UVA-induced genetic effects of thioridazine, mesoridazine and sulforidazine: an in vitro study.

This in vitro study focuses on the UVA-induced reactions with DNA of thioridazine (TRZ), and two of its major metabolites (TRZ-2-sulfoxide or mesoridazine, MRZ; and TRZ-2-sulfone or sulforidazine, SRZ). TRZ binds covalently to DNA upon UVA-irradiation. Under comparable irradiation conditions, MRZ binds to a lesser extent and almost no binding was observed with SRZ. Besides, photo-induced genetic effects were investigated by means of a differential DNA repair test in E. coli. The photo-induced genetic effects in E. coli decreased from TRZ, MRZ to SRZ, which corresponds with their capacity for UVA-induced binding to DNA. TRZ, MRZ and SRZ differed in their rate of photodecomposition rather than in the intrinsic reactivity towards DNA of the instable intermediates formed. Irreversible binding to DNA was also observed upon treatment with peroxidase, which is known to oxidize phenothiazines via the formation of reactive radical cation species. As both the colour of the intermediate and its reactivity towards DNA were comparable for peroxidase treatment and exposure to UVA, we assume that the radical cation is the reactive species in the latter case as well.

In vivo photodegradation of chlorpromazine.
_ _ _ _
Activity | Please write out the whole thioridazine page word for word. The items that come next are separate material, unrelated to the thioridazine page.

Data provided |
_ _ _ _
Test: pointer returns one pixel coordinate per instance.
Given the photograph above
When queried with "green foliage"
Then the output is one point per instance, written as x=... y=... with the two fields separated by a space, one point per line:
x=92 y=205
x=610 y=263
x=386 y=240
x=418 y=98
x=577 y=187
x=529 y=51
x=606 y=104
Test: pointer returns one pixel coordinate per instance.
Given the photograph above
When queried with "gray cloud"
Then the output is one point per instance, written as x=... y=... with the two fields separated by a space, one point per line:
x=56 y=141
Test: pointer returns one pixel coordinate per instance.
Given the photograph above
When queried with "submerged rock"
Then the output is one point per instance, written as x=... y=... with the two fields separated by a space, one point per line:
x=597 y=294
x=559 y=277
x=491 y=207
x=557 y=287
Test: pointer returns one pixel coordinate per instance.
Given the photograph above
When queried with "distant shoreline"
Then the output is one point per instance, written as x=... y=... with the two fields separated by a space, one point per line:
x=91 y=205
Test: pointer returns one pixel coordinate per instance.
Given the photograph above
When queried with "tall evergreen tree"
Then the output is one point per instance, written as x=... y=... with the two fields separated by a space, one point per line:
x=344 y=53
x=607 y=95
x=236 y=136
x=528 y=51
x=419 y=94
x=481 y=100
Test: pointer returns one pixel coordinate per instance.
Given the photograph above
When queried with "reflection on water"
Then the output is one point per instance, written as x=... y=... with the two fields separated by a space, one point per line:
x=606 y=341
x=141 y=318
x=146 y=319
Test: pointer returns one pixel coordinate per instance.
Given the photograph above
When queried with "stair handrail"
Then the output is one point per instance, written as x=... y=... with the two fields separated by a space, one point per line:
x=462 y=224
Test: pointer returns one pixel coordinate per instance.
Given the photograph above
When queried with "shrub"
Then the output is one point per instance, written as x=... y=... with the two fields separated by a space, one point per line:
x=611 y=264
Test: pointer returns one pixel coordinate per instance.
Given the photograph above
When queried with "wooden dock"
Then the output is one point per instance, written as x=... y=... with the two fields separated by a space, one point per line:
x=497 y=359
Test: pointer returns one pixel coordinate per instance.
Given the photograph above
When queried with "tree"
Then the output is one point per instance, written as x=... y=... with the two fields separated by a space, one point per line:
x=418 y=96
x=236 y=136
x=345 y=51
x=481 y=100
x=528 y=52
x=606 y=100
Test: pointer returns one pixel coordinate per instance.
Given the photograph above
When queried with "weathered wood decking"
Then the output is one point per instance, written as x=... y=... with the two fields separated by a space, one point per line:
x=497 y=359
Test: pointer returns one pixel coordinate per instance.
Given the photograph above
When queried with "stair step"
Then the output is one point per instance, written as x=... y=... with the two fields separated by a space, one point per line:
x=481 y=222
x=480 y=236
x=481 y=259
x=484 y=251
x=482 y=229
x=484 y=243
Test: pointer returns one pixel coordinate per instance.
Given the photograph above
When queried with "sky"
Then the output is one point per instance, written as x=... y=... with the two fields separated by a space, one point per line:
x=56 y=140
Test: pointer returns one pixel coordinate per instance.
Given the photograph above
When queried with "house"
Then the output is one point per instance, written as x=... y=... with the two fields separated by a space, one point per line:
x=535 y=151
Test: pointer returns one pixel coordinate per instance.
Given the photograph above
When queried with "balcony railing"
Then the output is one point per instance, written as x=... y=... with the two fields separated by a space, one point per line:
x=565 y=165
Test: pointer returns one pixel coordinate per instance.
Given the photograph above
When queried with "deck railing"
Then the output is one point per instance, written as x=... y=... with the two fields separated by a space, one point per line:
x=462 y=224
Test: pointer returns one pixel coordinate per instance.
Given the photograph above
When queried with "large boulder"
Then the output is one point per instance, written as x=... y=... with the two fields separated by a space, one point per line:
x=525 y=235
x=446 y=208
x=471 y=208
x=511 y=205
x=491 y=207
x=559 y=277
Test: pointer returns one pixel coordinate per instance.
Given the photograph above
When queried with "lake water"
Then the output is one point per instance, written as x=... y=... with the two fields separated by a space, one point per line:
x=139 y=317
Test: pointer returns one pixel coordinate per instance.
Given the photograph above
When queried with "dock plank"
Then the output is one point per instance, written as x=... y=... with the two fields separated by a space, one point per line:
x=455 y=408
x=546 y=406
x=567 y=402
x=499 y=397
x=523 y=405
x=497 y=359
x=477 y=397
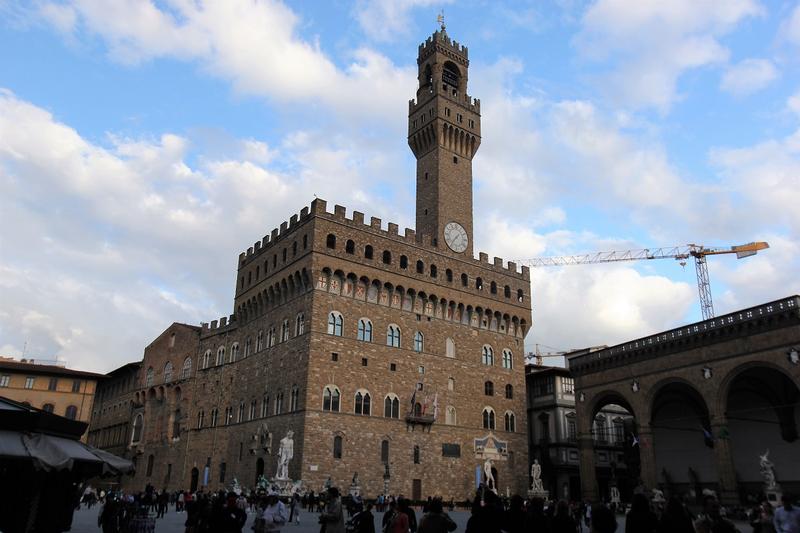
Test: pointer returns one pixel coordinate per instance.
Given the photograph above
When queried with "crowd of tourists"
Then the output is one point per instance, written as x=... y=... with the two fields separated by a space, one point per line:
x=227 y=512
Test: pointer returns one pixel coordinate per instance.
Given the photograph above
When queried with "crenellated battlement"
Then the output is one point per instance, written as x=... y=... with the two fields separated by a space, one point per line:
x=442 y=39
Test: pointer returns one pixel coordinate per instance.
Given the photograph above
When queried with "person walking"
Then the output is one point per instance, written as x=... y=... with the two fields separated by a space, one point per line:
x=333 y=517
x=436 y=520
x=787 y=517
_ _ _ _
Task answer |
UVA-induced genetic effects of thioridazine, mesoridazine and sulforidazine: an in vitro study.

This in vitro study focuses on the UVA-induced reactions with DNA of thioridazine (TRZ), and two of its major metabolites (TRZ-2-sulfoxide or mesoridazine, MRZ; and TRZ-2-sulfone or sulforidazine, SRZ). TRZ binds covalently to DNA upon UVA-irradiation. Under comparable irradiation conditions, MRZ binds to a lesser extent and almost no binding was observed with SRZ. Besides, photo-induced genetic effects were investigated by means of a differential DNA repair test in E. coli. The photo-induced genetic effects in E. coli decreased from TRZ, MRZ to SRZ, which corresponds with their capacity for UVA-induced binding to DNA. TRZ, MRZ and SRZ differed in their rate of photodecomposition rather than in the intrinsic reactivity towards DNA of the instable intermediates formed. Irreversible binding to DNA was also observed upon treatment with peroxidase, which is known to oxidize phenothiazines via the formation of reactive radical cation species. As both the colour of the intermediate and its reactivity towards DNA were comparable for peroxidase treatment and exposure to UVA, we assume that the radical cation is the reactive species in the latter case as well.

In vivo photodegradation of chlorpromazine.